PROBLEM 1 - In the merge-one-file thread, why does the reviewer say that the $1 through $7 labels in the file's header comment should be changed?
PROBLEM 2 - Output the part of the merge-one-file thread running from "Actually I think" down to "a high priority.", with every word unchanged.
PROBLEM 3 - Pick up the merge-one-file thread at the point where it stops and carry it forward.

SOURCE -
## Start

Actually I think the original probably handles this case by calling 'git 
merge-file'

Best Wishes

Phillip

> In the future we could probably update this to also handle the cases
> that read-tree normally takes care of rather than erroring out but I
> don't think it is a high priority.
> 
> Best Wishes
> 
> Phillip
>
Alban Gruin July 12, 2020, 11:22 a.m. UTC | #5
Hi Phillip,

Phillip Wood (phillip.wood123@gmail.com) a écrit :

> Hi Alban
> 
> I think this series is a great idea
> 
> On 25/06/2020 13:19, Alban Gruin wrote:
> -%<-
> > diff --git a/builtin/merge-one-file.c b/builtin/merge-one-file.c
> > new file mode 100644
> > index 0000000000..4992a6cd30
> > --- /dev/null
> > +++ b/builtin/merge-one-file.c
> > @@ -0,0 +1,275 @@
> > +/*
> > + * Builtin "git merge-one-file"
> > + *
> > + * Copyright (c) 2020 Alban Gruin
> > + *
> > + * Based on git-merge-one-file.sh, written by Linus Torvalds.
> > + *
> > + * This is the git per-file merge script, called with
> > + *
> > + *   $1 - original file SHA1 (or empty)
> > + *   $2 - file in branch1 SHA1 (or empty)
> > + *   $3 - file in branch2 SHA1 (or empty)
> > + *   $4 - pathname in repository
> > + *   $5 - original file mode (or empty)
> > + *   $6 - file in branch1 mode (or empty)
> > + *   $7 - file in branch2 mode (or empty)
> 
> nit pick - these are now argv[1] etc rather than $1 etc
> 

I'll change that, and replace "script" by "utility".

## End

SUPPLIED INFORMATION -
## Start

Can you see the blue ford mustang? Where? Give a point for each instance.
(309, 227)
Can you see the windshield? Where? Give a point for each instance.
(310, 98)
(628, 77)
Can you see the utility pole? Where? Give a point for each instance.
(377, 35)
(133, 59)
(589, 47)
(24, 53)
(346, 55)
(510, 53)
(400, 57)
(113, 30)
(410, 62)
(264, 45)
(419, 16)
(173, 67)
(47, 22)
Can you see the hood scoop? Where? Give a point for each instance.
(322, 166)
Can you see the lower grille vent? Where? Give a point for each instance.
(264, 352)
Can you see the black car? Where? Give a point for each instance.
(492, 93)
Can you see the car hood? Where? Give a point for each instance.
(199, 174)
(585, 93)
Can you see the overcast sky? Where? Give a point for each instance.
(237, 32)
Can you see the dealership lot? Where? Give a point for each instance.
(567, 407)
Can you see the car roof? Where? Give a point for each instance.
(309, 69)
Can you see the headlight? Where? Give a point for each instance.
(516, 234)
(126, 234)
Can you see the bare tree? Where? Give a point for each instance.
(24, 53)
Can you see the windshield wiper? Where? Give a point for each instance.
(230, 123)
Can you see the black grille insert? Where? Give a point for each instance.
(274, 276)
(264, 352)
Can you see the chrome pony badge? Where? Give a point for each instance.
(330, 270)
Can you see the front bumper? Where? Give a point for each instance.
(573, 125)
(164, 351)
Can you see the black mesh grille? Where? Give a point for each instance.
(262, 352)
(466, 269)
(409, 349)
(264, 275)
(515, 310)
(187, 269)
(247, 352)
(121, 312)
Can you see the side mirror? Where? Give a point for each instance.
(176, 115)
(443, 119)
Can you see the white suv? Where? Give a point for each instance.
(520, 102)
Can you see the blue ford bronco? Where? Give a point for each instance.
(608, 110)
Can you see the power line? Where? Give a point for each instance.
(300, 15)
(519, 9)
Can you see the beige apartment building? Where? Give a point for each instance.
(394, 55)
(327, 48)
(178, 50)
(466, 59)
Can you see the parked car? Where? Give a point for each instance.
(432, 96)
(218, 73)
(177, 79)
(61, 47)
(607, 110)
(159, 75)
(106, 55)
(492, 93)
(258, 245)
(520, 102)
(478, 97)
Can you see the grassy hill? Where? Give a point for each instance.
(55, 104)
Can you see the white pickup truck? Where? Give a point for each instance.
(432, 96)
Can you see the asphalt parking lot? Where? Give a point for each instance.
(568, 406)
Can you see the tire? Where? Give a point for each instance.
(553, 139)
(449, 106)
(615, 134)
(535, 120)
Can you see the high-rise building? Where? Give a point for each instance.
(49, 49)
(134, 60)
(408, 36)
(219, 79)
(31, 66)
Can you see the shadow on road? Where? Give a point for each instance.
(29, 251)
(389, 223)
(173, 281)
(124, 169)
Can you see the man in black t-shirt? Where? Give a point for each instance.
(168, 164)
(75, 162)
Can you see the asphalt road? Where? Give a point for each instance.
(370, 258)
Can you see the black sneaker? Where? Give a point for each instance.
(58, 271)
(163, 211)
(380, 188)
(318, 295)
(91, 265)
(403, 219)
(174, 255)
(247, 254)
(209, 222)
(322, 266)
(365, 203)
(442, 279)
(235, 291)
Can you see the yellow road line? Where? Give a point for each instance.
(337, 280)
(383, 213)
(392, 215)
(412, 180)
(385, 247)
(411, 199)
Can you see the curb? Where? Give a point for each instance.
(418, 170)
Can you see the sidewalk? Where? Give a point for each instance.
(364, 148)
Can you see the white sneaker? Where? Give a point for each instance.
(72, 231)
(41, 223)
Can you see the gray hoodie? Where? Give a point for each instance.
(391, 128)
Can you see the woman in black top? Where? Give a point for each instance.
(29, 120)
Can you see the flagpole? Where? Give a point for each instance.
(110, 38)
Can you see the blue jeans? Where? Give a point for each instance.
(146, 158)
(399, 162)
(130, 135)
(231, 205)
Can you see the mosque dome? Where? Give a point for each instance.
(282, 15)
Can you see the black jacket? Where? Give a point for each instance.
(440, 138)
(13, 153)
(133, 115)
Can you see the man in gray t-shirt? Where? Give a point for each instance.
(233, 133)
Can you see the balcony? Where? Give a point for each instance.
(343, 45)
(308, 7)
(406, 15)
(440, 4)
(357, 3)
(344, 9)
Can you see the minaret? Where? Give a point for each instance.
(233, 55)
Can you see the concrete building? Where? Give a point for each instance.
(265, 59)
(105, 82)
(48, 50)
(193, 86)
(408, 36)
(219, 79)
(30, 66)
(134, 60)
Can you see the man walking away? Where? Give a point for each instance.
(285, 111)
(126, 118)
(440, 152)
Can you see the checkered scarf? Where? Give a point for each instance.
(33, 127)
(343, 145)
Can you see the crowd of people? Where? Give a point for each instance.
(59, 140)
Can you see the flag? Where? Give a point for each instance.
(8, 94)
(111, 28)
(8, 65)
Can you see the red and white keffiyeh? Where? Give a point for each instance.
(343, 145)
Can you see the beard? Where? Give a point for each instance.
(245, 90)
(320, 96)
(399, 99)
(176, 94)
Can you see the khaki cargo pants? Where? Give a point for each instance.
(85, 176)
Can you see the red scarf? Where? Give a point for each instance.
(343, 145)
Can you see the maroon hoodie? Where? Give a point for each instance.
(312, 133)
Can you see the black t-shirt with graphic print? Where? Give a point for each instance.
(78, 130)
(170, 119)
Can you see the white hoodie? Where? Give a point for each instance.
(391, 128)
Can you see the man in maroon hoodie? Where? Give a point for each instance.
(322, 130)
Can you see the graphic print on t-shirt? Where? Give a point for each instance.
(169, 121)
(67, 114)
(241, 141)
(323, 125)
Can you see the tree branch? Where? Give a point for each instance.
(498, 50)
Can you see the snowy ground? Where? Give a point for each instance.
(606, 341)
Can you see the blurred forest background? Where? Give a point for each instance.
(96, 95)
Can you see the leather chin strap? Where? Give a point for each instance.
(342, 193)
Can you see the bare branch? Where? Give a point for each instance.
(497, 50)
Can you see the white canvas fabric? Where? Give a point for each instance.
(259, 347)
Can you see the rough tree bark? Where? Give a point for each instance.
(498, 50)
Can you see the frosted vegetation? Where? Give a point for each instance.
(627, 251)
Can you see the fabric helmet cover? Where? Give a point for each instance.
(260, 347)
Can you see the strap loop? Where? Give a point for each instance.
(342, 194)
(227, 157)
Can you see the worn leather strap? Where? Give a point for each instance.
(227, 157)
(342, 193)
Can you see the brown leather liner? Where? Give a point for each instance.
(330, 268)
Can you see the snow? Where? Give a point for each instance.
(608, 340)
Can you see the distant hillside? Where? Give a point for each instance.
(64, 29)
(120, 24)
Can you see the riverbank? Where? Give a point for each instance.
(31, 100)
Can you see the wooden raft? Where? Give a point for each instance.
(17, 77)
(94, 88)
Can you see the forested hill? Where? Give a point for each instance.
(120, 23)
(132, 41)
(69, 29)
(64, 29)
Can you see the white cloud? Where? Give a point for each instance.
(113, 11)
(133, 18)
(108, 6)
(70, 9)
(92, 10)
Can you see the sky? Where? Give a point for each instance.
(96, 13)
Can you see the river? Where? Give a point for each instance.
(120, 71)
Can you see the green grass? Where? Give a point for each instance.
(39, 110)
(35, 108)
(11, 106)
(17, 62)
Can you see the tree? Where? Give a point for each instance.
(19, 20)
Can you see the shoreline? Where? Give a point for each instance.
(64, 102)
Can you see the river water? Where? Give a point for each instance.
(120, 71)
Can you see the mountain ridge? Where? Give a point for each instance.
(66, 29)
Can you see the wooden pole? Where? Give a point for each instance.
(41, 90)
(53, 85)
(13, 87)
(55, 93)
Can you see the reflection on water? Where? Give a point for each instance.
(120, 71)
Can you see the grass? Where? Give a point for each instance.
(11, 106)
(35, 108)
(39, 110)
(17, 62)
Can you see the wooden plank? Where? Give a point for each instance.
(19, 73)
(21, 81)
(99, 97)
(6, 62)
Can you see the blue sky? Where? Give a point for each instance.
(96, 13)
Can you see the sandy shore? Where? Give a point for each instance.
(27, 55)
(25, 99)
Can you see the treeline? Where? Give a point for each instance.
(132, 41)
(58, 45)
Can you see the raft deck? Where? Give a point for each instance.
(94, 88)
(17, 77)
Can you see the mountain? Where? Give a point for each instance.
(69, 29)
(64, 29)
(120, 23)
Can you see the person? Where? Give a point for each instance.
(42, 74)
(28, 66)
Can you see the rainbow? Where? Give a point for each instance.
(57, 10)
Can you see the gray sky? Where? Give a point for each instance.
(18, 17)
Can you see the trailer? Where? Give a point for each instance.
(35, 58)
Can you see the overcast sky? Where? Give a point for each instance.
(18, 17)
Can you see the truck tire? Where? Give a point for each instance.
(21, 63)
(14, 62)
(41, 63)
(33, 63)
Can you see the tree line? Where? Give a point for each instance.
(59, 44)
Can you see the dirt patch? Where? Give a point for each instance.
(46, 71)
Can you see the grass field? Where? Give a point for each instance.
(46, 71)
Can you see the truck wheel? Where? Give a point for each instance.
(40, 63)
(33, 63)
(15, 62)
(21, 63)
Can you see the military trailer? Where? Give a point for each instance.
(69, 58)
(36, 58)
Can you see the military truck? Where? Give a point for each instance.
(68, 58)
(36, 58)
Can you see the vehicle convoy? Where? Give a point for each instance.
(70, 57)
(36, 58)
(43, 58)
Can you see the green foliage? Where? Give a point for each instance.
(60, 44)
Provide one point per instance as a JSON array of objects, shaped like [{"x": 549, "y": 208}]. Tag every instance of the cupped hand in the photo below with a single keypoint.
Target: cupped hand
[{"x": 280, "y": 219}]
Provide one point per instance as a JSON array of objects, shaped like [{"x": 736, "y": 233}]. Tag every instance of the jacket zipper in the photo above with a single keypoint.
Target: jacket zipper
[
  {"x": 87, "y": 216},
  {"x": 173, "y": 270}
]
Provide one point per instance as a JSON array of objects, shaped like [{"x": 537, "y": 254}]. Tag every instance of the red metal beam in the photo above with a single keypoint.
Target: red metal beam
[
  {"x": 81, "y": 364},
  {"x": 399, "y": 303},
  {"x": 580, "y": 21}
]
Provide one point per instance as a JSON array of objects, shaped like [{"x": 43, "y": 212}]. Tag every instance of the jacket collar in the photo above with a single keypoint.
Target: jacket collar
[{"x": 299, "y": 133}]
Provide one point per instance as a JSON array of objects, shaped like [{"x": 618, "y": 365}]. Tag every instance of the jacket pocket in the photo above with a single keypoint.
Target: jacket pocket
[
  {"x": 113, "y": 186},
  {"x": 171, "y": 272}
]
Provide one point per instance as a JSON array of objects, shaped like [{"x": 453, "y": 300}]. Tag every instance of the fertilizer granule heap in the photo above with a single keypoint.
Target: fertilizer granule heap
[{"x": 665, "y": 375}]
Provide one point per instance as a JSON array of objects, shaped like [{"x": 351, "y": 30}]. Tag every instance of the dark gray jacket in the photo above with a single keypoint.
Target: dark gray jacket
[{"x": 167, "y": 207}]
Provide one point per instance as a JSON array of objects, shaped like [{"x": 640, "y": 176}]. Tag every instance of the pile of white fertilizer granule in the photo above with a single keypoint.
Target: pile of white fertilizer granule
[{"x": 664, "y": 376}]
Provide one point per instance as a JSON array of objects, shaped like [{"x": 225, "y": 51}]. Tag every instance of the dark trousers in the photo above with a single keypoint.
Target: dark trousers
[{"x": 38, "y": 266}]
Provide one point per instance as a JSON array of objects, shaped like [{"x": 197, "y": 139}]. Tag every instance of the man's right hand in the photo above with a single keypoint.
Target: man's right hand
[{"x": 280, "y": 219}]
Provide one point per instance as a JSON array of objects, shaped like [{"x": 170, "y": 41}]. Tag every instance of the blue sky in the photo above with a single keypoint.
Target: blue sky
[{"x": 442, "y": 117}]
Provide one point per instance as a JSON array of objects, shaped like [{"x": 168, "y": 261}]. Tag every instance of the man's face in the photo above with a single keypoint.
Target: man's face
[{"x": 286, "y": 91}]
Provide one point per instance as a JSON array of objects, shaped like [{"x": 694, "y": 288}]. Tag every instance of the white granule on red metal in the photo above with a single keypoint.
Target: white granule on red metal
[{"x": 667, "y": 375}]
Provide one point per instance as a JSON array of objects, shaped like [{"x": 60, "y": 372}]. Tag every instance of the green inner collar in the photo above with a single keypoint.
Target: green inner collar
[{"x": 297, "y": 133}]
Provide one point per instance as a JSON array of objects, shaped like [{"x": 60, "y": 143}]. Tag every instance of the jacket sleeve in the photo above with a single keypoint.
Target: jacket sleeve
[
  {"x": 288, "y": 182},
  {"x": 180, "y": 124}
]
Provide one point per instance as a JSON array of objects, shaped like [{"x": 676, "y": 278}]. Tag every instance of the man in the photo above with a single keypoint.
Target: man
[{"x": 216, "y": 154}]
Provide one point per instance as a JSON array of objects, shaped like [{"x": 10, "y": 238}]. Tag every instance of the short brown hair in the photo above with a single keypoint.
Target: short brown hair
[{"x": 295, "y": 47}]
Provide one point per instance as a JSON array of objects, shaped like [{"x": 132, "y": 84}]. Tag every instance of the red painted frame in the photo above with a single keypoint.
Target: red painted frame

## End

RESULT 1 - The reviewer says these values are now argv[1] and so on rather than $1 and so on, so the $-style labels in the comment no longer fit.

RESULT 2 -
Actually I think the original probably handles this case by calling 'git 
merge-file'

Best Wishes

Phillip

> In the future we could probably update this to also handle the cases
> that read-tree normally takes care of rather than erroring out but I
> don't think it is a high priority.

RESULT 3 -
> > + *
> > + * Handle some trivial cases.. The _really_ trivial cases have
> > + * been handled already by git read-tree, but that one doesn't
> > + * do any merges that might change the tree layout.
> > + */
> > +
> > +#define USE_THE_INDEX_COMPATIBILITY_MACROS
> > +#include "cache.h"
> > +#include "builtin.h"
> > +#include "commit.h"
> > +#include "dir.h"
> > +#include "lockfile.h"
> > +#include "object-store.h"
> > +#include "run-command.h"
> > +#include "xdiff-interface.h"
> > +
> > +static int create_temp_file(const struct object_id *oid, struct strbuf
> > *path)
> > +{
> > +	struct child_process cp = CHILD_PROCESS_INIT;
> > +	struct strbuf err = STRBUF_INIT;
> > +	int ret;
> > +
> > +	cp.git_cmd = 1;
> > +	argv_array_pushl(&cp.args, "unpack-file", oid_to_hex(oid), NULL);
> > +	ret = pipe_command(&cp, NULL, 0, path, 0, &err, 0);
> > +	if (!ret && path->len > 0)
> > +		strbuf_trim_trailing_newline(path);
> > +
> > +	fprintf(stderr, "%.*s", (int) err.len, err.buf);
> > +	strbuf_release(&err);
> > +
> > +	return ret;
> > +}
> 
> I know others will disagree but personally I'm not a huge fan of rewriting
> shell functions in C that forks other builtins and then converting the C to
> use the internal apis, it seems a much better to just write the proper C
> version the first time. This is especially true for simple function such as
> the ones in this file. That way the reviewer gets a clear view of the final
> code from the patch, rather than having to piece it together from a series of
> additions and deletions.
> 

I understand -- I'll squash the "rewrite" and "use internal APIs" patches 
together as a last step for the v2, so I'd be able to get them back with 
all the changes made in the v2 if needed.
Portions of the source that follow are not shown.